>> start Extracted records
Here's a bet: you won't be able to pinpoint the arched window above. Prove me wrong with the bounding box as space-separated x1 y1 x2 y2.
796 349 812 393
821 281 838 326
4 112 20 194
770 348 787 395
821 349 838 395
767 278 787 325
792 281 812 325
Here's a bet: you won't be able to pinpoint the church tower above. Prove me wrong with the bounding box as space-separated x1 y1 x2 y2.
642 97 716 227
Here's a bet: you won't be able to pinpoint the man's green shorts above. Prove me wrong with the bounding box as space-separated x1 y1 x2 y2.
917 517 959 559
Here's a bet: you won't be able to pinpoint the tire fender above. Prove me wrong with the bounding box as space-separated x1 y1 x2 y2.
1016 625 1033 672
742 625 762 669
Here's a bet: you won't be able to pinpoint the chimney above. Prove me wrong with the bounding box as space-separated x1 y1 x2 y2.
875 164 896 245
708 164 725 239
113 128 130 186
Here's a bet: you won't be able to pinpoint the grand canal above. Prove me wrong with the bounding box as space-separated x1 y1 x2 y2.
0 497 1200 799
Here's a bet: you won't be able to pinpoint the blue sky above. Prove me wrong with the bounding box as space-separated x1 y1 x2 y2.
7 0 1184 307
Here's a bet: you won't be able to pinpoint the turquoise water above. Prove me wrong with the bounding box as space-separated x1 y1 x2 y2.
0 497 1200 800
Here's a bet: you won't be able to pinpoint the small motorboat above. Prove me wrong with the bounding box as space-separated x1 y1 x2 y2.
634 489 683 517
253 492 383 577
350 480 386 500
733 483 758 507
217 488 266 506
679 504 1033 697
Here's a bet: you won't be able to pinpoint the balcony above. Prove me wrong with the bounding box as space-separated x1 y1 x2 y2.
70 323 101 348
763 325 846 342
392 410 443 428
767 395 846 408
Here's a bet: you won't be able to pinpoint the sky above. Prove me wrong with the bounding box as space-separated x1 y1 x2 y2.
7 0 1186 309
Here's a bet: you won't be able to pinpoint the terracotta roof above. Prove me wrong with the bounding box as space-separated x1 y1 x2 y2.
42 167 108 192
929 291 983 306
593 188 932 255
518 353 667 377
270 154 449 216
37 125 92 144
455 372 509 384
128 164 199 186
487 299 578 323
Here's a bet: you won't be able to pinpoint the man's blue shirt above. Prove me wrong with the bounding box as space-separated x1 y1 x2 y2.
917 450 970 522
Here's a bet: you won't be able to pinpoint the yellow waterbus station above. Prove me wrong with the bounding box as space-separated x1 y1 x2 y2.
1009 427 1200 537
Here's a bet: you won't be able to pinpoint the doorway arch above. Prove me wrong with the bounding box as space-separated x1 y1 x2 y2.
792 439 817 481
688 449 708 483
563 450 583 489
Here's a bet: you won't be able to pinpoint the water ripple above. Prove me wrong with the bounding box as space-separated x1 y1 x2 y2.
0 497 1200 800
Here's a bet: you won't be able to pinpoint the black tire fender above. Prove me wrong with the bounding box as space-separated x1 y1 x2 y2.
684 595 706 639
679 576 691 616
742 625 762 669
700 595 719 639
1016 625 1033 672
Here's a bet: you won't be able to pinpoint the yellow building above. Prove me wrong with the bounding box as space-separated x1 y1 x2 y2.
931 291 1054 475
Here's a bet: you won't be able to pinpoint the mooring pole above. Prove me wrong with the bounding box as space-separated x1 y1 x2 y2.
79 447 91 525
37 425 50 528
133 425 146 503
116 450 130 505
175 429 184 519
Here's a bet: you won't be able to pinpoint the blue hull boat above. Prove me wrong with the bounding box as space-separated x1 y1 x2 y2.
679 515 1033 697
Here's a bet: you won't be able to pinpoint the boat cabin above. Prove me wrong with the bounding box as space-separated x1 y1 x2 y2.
>> end Extracted records
Given instruction: Copy each line of the entries above that contains the word "yellow".

Written reply:
Here's a bet: you won't be able to pinpoint the yellow waterbus station above. Prove me wrong with the bounding box as space-separated x1 y1 x2 y2.
Here's a bet: you won't be able to pinpoint the yellow building above. Prove me wrong with the bounding box as space-separated x1 y1 x2 y2.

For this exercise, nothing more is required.